Text passage.
MLPGradientFlow.trajectory_distance — Function

trajectory_distance(res1, res2)

source

trajectory_distance(trajectory, reference_trajectory)

Searches for the closest points of trajectory in reference_trajectory and returns the distances, time points of the reference_trajectory and the indices in reference_trajectory.

source

MLPGradientFlow.LinearSubspace — Type

LinearSubspace(ref, v1, v2)

Construct a 2D linear subspace from ref point in directions v1 and v2. See also subspace_minloss

source

MLPGradientFlow.to_local_coords — Function

to_local_coords(ls::LinearSubspace, p)

Project point p to the linear subspace ls.

source

MLPGradientFlow.subspace_minloss — Function

subspace_minloss(net, ref, v1, v2, a1, a2)

Minimize loss in the subspace orthogonal to v1 and v2 with the point in the 2D subspace fixed to ref + a1 * v1 + a2 * v2.

source

subspace_minloss(net, ls::LinearSubspace, a1, a2)

Minimize loss in the subspace orthogonal to ls with the point in ls fixed to ls.ref + a1 * ls.v1 + a2 * ls.v2.

source

MLPGradientFlow.grow_net — Function

grow_net(net)

Add one neuron to the hidden layer. Works only for networks with a single hidden layer.

source

MLPGradientFlow.shrink_net — Function

shrink_net(net)

Data extract.

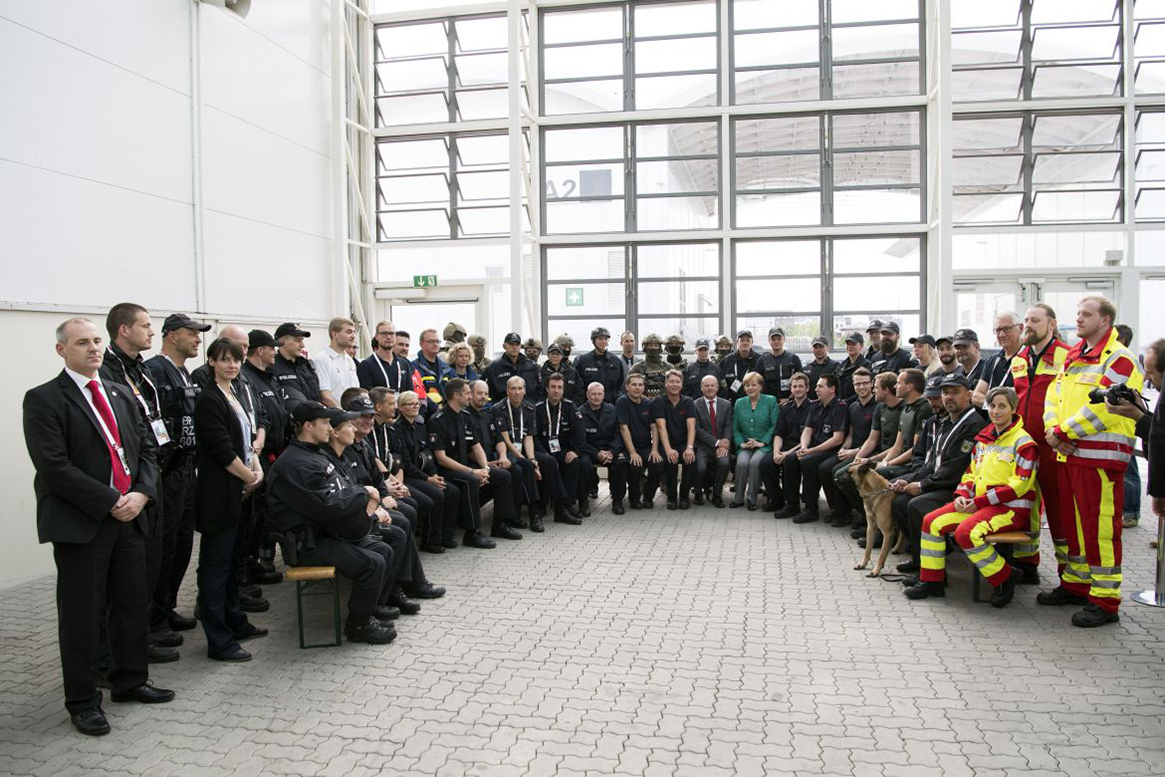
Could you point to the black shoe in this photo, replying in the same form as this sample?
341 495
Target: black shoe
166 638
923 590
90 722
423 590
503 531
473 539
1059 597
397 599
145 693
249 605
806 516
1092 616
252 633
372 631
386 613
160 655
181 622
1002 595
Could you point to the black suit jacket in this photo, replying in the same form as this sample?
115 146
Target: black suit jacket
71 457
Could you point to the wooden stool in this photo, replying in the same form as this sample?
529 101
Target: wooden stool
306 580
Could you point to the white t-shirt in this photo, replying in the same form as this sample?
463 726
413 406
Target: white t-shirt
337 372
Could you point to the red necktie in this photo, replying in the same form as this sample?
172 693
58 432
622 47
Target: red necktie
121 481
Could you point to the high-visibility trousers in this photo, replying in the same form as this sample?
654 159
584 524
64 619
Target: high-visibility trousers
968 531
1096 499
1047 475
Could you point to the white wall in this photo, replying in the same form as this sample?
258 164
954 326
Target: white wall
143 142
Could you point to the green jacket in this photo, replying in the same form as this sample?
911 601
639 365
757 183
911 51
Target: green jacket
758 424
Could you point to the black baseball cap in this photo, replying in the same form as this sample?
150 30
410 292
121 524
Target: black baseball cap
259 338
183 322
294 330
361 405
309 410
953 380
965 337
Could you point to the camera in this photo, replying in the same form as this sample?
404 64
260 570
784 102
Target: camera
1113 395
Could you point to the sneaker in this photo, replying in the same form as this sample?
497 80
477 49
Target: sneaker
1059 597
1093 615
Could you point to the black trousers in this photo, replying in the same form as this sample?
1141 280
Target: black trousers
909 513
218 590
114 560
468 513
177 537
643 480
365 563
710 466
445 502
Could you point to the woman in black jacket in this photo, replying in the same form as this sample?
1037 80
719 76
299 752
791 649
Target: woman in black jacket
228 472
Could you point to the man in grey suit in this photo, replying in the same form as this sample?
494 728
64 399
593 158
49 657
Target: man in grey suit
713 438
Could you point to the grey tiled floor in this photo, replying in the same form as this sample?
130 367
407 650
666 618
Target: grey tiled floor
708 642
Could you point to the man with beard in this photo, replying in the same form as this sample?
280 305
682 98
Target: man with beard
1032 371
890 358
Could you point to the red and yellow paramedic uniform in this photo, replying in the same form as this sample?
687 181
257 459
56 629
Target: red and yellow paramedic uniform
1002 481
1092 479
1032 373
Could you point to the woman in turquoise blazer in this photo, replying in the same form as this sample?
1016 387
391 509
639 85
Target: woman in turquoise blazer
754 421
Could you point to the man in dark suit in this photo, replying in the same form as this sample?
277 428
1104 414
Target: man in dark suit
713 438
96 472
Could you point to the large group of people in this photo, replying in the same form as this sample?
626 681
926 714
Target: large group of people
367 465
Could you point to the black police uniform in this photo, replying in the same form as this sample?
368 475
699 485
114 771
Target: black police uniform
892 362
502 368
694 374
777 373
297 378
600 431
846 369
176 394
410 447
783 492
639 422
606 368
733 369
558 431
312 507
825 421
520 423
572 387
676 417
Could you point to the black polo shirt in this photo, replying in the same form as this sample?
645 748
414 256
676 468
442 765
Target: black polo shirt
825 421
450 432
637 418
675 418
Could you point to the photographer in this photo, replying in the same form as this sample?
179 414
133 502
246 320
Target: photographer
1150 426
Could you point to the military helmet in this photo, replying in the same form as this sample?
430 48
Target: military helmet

Set tasks.
1 - Please translate this sentence from the MLPGradientFlow documentation into Spanish: "Add one neuron to the hidden layer."
2 - Write the next part of the MLPGradientFlow documentation, picking up after the final line shown.

Answers to the exercise.
1 - Agrega una neurona a la capa oculta.

2 -
Remove one neuron from the hidden layer. Works only with networks with a single hidden layer.

source

MLPGradientFlow.split_neuron — Function

split_neuron(p, i, γ, j = i+1)

Duplicate hidden neuron i with mixing ratio γ and insert the new neuron at position j. Works only for the parameters p of a network with a single hidden layer.

source

MLPGradientFlow.cosine_similarity — Function

cosine_similarity(x, y) = x'*y/(norm(x)*norm(y))

source

Saving

MLPGradientFlow.pickle — Function

pickle(filename, result; exclude = String[])

Save the result of training in filename in torch.pickle format. See also result2dict.

source

MLPGradientFlow.unpickle — Function

unpickle(filename)

Loads the results saved with the above function pickle(filename, result; exclude = String[]).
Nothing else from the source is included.